# Your objective
Lines from the line with "negative clicks: (283, 366)" to the line with "344L318 355L317 360L301" in the entries below, and only those, must be output exactly, with both ends included.

-- Available data follows --

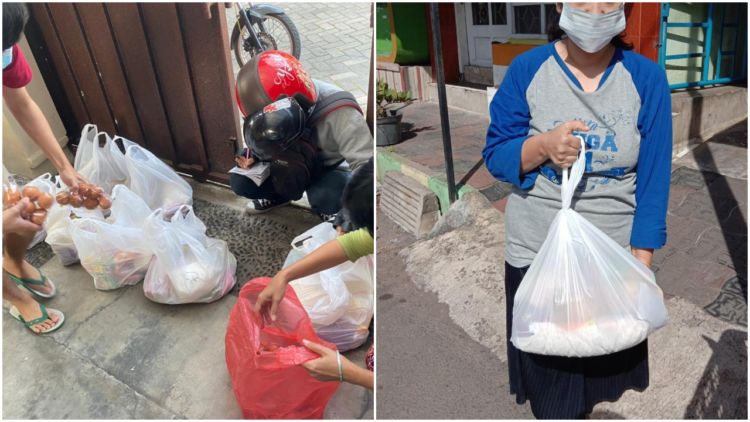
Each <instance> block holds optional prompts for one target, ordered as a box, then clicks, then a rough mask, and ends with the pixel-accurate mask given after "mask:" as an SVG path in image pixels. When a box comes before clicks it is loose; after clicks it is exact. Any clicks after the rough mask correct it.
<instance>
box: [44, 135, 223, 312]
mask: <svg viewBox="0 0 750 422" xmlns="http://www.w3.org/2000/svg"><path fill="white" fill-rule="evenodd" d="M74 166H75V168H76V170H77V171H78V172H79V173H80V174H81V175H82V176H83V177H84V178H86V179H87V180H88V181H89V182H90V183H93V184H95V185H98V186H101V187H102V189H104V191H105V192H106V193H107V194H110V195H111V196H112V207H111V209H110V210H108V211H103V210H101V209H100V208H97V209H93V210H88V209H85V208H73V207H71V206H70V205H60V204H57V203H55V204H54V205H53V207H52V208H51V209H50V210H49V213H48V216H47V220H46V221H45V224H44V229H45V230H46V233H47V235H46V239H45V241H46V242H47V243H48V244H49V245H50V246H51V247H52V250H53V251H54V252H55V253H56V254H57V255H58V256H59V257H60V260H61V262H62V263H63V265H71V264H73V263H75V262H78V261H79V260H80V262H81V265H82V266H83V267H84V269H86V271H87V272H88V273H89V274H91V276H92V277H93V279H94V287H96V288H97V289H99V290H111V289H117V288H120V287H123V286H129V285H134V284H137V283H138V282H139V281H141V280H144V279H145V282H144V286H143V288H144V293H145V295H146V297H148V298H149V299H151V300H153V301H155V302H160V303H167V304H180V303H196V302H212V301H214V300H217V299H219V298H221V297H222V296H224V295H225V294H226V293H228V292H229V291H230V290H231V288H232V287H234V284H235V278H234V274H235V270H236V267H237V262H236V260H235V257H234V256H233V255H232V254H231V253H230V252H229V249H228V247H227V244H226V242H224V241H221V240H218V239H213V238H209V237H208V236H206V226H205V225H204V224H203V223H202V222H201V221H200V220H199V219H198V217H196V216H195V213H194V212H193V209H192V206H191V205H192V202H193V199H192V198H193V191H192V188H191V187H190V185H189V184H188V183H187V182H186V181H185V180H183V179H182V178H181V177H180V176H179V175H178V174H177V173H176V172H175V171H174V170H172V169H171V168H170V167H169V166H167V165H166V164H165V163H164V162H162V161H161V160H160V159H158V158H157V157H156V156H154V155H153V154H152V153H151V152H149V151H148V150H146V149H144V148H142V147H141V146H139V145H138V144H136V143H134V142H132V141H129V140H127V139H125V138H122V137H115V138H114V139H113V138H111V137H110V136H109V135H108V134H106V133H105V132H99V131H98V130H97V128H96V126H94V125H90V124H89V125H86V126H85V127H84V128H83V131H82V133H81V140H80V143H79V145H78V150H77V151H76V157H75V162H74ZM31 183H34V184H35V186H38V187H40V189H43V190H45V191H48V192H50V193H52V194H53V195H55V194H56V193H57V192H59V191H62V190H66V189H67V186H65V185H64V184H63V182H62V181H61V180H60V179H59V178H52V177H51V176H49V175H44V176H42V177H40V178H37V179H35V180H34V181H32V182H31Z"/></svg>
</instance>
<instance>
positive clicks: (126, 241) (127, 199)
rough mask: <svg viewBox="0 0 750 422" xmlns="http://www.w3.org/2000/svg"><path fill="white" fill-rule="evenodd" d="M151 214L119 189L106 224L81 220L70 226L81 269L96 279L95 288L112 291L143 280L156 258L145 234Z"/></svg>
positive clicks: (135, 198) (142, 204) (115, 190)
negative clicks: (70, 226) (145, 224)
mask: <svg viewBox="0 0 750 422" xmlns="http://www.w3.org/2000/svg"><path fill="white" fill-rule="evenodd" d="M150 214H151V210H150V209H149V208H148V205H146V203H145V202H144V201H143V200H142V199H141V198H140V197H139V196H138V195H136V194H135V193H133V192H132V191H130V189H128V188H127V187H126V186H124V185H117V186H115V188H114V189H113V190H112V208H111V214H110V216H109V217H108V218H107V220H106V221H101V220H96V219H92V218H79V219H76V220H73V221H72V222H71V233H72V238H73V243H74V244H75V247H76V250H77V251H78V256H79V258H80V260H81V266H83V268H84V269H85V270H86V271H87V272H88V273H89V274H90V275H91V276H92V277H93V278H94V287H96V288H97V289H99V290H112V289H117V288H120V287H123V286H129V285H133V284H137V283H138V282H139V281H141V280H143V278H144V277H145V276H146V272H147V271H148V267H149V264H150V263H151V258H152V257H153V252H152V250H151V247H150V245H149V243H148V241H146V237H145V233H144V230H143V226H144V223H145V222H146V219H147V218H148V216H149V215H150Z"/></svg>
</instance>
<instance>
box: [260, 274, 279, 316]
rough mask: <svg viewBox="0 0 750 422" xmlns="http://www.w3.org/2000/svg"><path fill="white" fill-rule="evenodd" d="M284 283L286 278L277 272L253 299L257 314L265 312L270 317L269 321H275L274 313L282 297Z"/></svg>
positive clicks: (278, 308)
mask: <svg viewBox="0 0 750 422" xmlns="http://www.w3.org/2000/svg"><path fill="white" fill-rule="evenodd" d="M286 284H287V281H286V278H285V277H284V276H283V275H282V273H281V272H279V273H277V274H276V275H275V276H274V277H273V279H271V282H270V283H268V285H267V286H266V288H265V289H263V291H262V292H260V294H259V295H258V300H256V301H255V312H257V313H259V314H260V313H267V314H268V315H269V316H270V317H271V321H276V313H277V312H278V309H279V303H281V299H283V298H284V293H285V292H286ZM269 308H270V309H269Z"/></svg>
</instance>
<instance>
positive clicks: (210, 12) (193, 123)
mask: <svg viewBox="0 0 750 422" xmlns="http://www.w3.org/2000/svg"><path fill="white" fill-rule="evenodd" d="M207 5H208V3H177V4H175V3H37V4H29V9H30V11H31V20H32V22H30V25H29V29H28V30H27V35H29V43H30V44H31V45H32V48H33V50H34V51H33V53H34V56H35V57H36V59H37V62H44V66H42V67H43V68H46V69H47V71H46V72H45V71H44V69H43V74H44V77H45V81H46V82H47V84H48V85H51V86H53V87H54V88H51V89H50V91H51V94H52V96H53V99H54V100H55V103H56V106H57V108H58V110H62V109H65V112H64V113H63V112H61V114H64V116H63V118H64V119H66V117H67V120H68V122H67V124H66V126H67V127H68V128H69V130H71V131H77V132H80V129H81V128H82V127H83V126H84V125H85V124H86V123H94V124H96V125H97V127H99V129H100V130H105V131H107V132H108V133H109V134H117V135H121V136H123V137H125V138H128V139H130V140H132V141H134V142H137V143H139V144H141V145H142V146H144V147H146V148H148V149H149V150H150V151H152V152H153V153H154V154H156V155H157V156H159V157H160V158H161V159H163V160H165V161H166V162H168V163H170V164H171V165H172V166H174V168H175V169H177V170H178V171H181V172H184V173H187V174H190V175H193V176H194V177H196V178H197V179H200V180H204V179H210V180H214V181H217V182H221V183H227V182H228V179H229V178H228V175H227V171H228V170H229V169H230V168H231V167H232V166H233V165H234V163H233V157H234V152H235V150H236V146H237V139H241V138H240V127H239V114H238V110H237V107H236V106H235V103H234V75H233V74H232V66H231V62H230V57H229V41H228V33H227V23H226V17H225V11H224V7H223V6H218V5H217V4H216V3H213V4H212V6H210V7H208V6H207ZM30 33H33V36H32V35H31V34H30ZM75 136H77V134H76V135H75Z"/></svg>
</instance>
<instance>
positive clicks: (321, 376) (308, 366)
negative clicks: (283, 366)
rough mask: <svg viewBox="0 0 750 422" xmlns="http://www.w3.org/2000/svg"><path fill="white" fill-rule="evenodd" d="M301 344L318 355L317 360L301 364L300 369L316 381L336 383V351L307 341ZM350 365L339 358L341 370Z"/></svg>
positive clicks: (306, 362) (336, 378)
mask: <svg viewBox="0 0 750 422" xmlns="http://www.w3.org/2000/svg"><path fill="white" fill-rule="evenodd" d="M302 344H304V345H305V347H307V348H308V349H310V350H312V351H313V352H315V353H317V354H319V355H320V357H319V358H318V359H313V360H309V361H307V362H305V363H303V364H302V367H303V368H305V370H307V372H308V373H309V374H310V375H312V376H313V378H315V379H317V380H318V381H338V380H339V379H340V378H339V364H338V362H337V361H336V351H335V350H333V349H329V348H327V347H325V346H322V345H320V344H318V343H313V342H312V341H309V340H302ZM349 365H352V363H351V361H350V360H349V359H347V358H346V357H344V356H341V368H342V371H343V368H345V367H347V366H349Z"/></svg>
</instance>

-- Available data concluded --
-- Available data follows --

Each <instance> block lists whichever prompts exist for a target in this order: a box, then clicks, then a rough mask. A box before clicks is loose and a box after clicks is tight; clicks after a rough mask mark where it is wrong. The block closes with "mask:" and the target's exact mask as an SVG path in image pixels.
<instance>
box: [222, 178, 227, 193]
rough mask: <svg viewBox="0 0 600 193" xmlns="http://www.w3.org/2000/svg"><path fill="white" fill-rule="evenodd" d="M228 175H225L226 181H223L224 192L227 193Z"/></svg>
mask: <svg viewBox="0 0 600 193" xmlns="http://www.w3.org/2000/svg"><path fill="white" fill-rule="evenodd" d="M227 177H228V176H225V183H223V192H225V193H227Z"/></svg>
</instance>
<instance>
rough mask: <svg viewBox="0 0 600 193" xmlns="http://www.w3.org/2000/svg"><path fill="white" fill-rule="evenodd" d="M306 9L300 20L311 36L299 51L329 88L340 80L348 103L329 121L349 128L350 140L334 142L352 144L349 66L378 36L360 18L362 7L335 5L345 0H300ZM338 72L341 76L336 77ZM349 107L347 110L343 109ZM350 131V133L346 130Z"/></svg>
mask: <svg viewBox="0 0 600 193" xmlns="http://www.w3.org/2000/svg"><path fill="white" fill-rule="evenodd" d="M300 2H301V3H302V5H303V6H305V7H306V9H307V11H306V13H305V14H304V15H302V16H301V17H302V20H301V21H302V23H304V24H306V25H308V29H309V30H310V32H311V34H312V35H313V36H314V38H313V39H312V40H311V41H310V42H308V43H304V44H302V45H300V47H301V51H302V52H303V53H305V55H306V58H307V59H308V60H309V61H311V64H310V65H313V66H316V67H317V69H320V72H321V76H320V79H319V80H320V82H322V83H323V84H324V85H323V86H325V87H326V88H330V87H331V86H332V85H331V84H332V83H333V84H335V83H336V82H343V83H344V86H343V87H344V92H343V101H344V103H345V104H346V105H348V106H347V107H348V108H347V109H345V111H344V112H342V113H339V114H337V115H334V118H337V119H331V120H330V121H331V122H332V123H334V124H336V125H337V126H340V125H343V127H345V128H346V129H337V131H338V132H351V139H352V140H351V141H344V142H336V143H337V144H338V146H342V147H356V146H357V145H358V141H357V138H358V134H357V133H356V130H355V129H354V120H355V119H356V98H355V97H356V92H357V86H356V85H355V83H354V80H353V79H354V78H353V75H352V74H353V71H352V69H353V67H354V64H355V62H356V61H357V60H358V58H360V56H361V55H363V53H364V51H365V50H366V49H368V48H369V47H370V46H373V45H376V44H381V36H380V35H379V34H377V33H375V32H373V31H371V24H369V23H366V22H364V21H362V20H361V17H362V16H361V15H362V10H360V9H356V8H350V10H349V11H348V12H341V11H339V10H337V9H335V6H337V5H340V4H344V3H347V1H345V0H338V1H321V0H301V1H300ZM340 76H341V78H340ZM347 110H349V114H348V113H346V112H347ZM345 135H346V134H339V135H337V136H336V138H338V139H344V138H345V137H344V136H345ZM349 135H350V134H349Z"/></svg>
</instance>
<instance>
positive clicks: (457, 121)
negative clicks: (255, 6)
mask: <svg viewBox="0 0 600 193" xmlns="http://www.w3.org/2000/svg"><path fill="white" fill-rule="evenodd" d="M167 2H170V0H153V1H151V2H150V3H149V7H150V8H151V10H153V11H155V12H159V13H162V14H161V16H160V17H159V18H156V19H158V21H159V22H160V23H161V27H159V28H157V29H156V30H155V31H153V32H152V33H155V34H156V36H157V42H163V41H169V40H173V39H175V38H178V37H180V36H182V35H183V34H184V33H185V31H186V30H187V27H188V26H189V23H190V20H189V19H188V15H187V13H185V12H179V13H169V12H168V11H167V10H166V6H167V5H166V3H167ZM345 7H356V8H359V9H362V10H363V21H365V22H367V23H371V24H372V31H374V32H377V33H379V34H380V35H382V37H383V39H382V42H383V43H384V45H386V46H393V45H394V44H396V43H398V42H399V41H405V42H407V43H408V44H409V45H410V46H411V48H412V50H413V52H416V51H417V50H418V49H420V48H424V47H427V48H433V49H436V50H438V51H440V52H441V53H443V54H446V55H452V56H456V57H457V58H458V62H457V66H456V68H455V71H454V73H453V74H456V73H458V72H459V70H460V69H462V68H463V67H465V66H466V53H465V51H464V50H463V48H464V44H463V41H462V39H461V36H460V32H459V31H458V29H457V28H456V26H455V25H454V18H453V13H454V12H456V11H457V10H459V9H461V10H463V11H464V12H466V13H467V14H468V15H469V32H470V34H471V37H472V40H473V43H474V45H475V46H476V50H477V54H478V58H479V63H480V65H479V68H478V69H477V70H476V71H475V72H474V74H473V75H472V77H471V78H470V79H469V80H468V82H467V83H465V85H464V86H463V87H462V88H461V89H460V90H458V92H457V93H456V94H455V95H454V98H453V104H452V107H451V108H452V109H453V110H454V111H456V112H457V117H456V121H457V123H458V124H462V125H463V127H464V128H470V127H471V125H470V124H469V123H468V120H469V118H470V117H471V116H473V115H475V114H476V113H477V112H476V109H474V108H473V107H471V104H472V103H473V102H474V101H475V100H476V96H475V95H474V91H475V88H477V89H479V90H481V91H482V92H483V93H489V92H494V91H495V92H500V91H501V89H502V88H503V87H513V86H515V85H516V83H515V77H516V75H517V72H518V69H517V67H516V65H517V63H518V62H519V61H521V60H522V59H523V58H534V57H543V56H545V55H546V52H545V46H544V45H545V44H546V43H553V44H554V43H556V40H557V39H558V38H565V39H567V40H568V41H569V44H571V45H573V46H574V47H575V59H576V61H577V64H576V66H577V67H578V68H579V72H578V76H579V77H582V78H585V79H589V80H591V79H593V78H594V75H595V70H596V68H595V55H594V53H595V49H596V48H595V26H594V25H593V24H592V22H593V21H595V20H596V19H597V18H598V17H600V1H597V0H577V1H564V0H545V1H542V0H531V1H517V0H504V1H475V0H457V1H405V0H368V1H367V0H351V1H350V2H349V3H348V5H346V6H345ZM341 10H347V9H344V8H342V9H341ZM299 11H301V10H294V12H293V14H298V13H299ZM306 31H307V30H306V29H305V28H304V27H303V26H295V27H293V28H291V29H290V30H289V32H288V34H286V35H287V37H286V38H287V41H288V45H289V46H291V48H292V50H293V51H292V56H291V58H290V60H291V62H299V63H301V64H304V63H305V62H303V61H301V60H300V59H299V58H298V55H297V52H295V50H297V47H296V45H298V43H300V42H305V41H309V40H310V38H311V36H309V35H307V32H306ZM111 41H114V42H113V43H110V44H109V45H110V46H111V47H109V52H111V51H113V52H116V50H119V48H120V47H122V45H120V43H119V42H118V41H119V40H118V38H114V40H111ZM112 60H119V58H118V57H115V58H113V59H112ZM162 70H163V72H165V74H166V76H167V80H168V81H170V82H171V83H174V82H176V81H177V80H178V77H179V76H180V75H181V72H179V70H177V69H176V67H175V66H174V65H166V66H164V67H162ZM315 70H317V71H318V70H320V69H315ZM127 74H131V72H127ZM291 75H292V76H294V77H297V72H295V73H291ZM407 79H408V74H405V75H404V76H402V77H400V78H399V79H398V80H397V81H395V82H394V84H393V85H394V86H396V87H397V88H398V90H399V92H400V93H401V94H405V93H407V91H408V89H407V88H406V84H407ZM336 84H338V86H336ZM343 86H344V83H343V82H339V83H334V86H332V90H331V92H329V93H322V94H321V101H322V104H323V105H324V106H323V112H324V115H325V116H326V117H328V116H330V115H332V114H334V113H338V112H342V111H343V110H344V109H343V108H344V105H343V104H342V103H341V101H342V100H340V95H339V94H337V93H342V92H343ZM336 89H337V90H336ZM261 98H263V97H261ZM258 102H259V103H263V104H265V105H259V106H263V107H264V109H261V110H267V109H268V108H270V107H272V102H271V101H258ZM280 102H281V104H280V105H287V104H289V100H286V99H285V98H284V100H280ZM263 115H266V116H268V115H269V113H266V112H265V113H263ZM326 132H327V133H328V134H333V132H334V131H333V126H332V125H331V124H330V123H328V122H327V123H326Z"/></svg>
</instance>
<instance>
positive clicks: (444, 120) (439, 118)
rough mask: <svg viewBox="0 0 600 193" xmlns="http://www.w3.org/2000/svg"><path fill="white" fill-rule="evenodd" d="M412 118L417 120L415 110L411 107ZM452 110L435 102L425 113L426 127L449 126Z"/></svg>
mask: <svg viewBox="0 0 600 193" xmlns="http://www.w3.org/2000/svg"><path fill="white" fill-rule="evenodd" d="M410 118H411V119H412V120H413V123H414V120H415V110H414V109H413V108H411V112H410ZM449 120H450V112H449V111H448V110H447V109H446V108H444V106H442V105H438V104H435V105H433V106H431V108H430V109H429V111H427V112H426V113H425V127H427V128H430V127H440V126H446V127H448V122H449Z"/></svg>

-- Available data concluded --

# Expected answer
negative clicks: (283, 366)
rough mask: <svg viewBox="0 0 750 422" xmlns="http://www.w3.org/2000/svg"><path fill="white" fill-rule="evenodd" d="M301 344L318 355L317 360L301 364L300 369L316 381L336 383V351L307 341ZM350 365L339 358L341 370Z"/></svg>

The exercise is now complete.